[[ EXERCISE INPUTS open ]]
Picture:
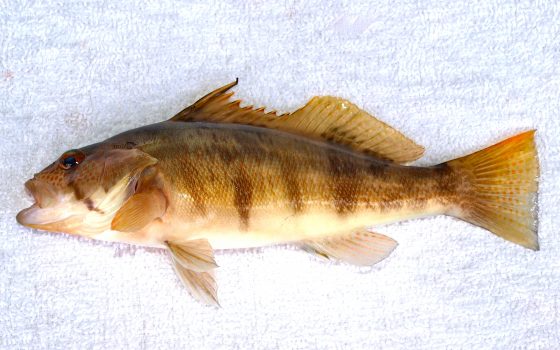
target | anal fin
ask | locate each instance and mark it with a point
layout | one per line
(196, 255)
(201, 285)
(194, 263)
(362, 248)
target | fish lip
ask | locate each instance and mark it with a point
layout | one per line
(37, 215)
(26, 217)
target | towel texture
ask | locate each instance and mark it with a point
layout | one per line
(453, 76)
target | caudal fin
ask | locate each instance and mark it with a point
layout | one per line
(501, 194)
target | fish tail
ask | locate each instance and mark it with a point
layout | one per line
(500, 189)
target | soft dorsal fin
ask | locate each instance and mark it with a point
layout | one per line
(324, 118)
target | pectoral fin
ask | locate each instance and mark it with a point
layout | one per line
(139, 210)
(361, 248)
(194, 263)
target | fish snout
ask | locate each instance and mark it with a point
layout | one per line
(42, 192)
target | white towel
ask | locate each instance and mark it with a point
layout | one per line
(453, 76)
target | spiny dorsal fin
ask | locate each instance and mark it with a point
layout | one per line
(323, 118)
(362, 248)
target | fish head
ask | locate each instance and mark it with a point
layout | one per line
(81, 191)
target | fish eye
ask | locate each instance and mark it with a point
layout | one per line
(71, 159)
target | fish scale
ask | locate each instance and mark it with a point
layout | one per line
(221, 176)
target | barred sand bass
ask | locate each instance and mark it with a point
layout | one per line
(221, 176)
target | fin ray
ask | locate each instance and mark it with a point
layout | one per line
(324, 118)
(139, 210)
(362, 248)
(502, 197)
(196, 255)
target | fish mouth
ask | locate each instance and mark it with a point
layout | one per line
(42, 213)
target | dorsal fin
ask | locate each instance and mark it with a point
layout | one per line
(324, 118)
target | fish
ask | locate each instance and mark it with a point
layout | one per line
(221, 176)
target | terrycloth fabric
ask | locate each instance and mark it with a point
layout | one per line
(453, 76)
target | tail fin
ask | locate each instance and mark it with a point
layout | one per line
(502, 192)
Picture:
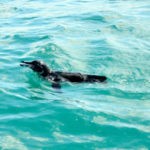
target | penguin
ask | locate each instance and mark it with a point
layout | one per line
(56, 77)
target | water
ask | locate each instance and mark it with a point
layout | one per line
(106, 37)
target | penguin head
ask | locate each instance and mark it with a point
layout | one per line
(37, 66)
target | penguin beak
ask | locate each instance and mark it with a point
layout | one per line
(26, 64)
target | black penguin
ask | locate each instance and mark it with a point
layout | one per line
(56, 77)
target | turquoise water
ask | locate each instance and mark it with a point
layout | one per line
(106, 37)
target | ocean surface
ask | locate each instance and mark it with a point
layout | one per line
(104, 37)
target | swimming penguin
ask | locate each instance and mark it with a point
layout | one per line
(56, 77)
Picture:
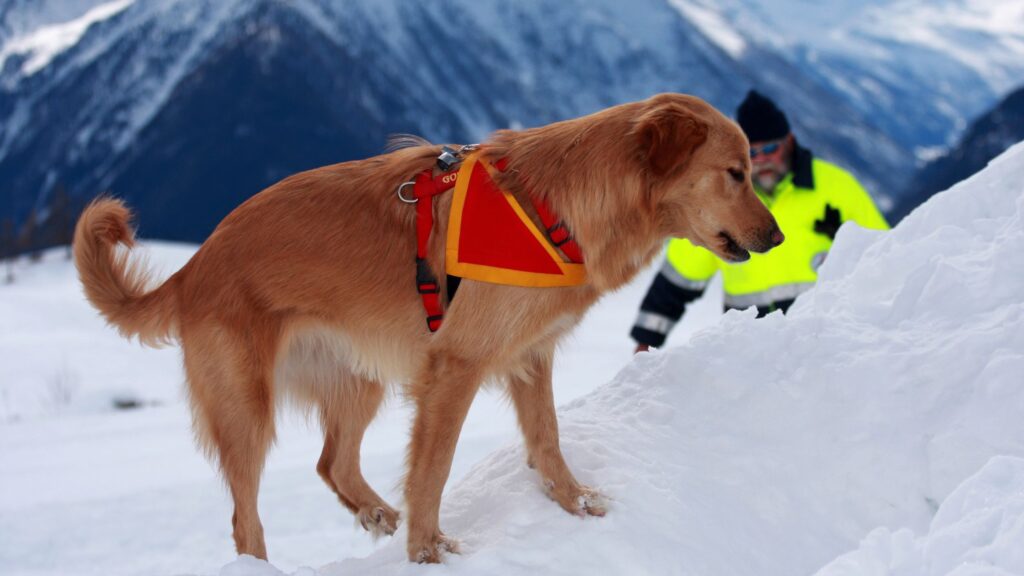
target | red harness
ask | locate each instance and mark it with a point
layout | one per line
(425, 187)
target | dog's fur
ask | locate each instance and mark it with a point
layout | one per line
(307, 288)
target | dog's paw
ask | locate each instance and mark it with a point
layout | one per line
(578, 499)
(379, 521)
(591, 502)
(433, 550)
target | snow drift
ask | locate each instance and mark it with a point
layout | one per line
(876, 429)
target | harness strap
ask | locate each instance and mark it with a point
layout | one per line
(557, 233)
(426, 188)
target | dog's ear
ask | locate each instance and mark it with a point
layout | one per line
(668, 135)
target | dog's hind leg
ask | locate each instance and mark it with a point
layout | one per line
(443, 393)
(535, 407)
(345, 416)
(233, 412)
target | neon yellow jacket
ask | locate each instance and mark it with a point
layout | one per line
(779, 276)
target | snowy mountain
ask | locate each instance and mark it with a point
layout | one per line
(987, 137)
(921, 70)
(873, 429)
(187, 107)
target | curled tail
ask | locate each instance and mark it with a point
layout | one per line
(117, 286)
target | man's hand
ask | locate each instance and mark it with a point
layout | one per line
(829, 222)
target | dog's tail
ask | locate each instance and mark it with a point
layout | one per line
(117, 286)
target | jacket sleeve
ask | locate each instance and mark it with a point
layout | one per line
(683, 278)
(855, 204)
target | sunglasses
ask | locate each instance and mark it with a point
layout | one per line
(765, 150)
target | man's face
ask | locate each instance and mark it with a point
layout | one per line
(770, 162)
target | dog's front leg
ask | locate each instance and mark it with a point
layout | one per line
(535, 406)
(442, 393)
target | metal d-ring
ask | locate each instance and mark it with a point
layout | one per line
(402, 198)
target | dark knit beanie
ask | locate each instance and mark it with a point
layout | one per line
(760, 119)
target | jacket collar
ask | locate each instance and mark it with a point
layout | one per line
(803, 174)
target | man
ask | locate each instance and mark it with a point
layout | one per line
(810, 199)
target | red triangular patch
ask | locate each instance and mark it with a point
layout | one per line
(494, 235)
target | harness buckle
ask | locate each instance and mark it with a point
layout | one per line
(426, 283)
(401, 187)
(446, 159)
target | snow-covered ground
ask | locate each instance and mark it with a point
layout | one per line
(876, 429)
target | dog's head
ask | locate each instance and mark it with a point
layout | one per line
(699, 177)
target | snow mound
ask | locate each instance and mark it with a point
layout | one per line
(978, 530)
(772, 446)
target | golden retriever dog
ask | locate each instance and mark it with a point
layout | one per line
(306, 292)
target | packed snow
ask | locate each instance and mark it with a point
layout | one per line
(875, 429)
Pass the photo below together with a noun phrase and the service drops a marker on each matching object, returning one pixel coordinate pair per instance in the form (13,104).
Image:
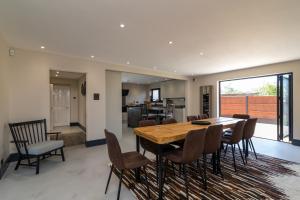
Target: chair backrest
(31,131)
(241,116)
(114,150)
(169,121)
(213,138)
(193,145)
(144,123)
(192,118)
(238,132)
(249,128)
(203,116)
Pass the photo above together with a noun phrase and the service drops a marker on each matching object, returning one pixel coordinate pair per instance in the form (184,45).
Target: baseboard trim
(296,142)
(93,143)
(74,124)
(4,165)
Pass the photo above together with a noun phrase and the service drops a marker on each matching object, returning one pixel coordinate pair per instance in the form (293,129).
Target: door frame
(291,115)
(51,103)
[[ EXERCISE INPUTS closed ]]
[[ EXERCISE INPUTS open ]]
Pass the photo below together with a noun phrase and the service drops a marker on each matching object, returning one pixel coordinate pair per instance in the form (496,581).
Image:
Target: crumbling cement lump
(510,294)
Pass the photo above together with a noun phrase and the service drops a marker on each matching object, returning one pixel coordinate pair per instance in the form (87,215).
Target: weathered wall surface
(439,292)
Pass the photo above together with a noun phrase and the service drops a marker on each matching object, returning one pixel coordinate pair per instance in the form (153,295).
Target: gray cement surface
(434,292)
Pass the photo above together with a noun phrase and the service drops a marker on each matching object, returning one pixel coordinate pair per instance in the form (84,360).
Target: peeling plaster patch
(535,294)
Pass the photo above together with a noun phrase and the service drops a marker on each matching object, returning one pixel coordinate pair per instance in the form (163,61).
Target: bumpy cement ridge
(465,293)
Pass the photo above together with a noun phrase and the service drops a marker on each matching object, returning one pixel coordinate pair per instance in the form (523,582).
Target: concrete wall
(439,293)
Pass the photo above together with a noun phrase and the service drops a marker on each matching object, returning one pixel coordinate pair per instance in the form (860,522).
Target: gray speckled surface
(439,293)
[[ EXERCISE INPUTS closed ]]
(WHAT IS EXPECTED):
Apply a filter for "fish" to the data above, then copy each line that matches.

(TASK RESPONSE):
target | fish lip
target | fish tail
target | fish snout
target | fish head
target | fish eye
target | fish scale
target | fish mouth
target | fish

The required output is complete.